Azione richiesta A: Secondo l'estratto sul moto browniano, chi sviluppò in modo sistematico la teoria dei processi stocastici negli anni Trenta?
Azione richiesta B: Prosegui l'estratto sul moto browniano a partire dalla sua ultima frase.

Estratto fornito:
::::::::
In una conferenza a Parigi, nel 1911, Arrhenius, riassumendo i lavori di Einstein e Perrin, dichiarò
Dopo questo, non sembra possibile dubitare che la teoria molecolare sostenuta dai filosofi dell’antichità, Leucippo e Democrito, abbia raggiunto la verità almeno negli elementi essenziali.
Gli atomi potevano essere contati.
5. L’eredità del moto browniano
Il moto browniano non costituisce solo un importante aspetto storico e concettuale della fisica moderna, ma è anche il punto di partenza per lo sviluppo della teoria matematica dei processi stocastici, così come per i recenti progressi in fisica, biofisica e finanza.
Pochi anni dopo l’articolo di Einstein, Langevin fu in grado di ottenere i risultati in modo semplice ed elegante introducendo il primo esempio di equazione differenziale stocastica. Partendo dall’equazione fondamentale della meccanica F = ma, Langevin divise la forza in due contributi uno sistematico (medio) dovuto all’attrito tra la particella colloidale e il fluido (la legge di Stokes) e uno casuale dato dalle collisioni delle molecole (veloci) del liquido con la particella colloidale. L’equazione di Langevin fu il primo esempio non banale di processo stocastico. Tale branca della matematica, ora ampiamente utilizzata in fisica, chimica, biologia e scienze applicate, fu sviluppata in modo sistematico negli anni Trenta principalmente da Kolmogorov con la formalizzazione delle equazioni di Fokker-Planck e delle Master equation per i processi di Markov a tempo continuo. Un altro lavoro pionieristico, che partì dalla descrizione matematica del moto browniano, è dovuto a Wiener, che introdusse l’idea dell’integrale sui cammini, alla base della formulazione della meccanica quantistica di Feynman.
::::::::
Dati forniti:
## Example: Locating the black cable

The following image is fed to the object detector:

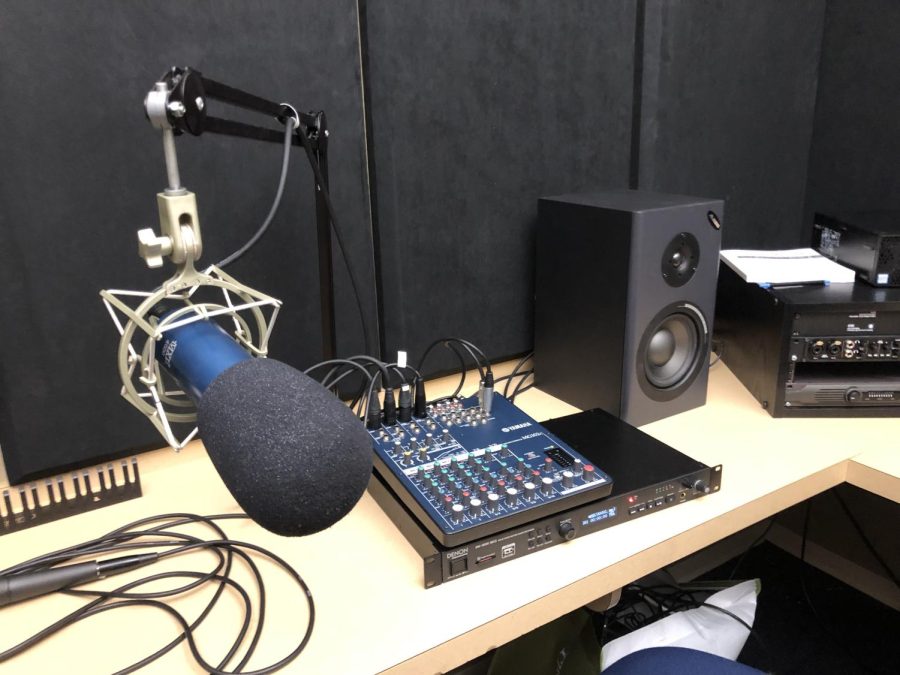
::::::::
Risposta finale A: Principalmente Kolmogorov.

Risposta finale B:
Per apprezzare ulteriormente la vasta portata del moto browniano alla scienza, vale la pena notare che, nonostante le loro origini completamente diverse, il moto browniano e la valutazione delle opzioni in finanza possono essere descritte con un unico formalismo matematico. Pochi anni prima dell’articolo di Einstein, il matematico francese Louis Bachelier, nella sua tesi di dottorato Teoria della Speculazione (1900), propose un’equazione per il comportamento dei prezzi delle azioni che è essenzialmente la stessa di quella che descrive una particella che compie un moto browniano. Negli anni successivi fino ad oggi, i processi stocastici, in particolare le equazioni differenziali stocastiche, hanno ricevuto grande attenzione dalla comunità finanziaria e dai broker. Ad esempio, la celebre teoria di Black e Scholes per la valutazione delle opzioni è dal punto di vista matematico, nient’altro che un’applicazione dell’equazione di Langevin [12]. Questi profondi legami hanno portato, negli ultimi decenni, migliaia di persone con un dottorato in fisica o matematica a trovare un lavoro, anche di alto livello, nelle banche e nelle aziende finanziarie.
Ed ora per concludere qualche parola sui tempi attuali. Oggi le tecnologie permettono agli scienziati di studiare le fluttuazioni termiche in piccoli sistemi come le sospensioni colloidali. Tale possibilità è molto importante nelle nano scienze. Inoltre, le fluttuazioni giocano un ruolo cruciale nei meccanismi di trasporto assistiti dal rumore, chiamati anche motori browniani. In conclusione, possiamo affermare che il lavoro di Einstein sul moto browniano, che talvolta è stato considerato il meno rilevante tra quelli dell’annus mirabilis, con il suo impatto sulla fisica delle particelle colloidali, e altre forme di materia soffice (ad esempio i granulari) e dei sistemi biofisici, ha avuto la sua rivincita nel mondo subatomico [13, 14, 15, 16].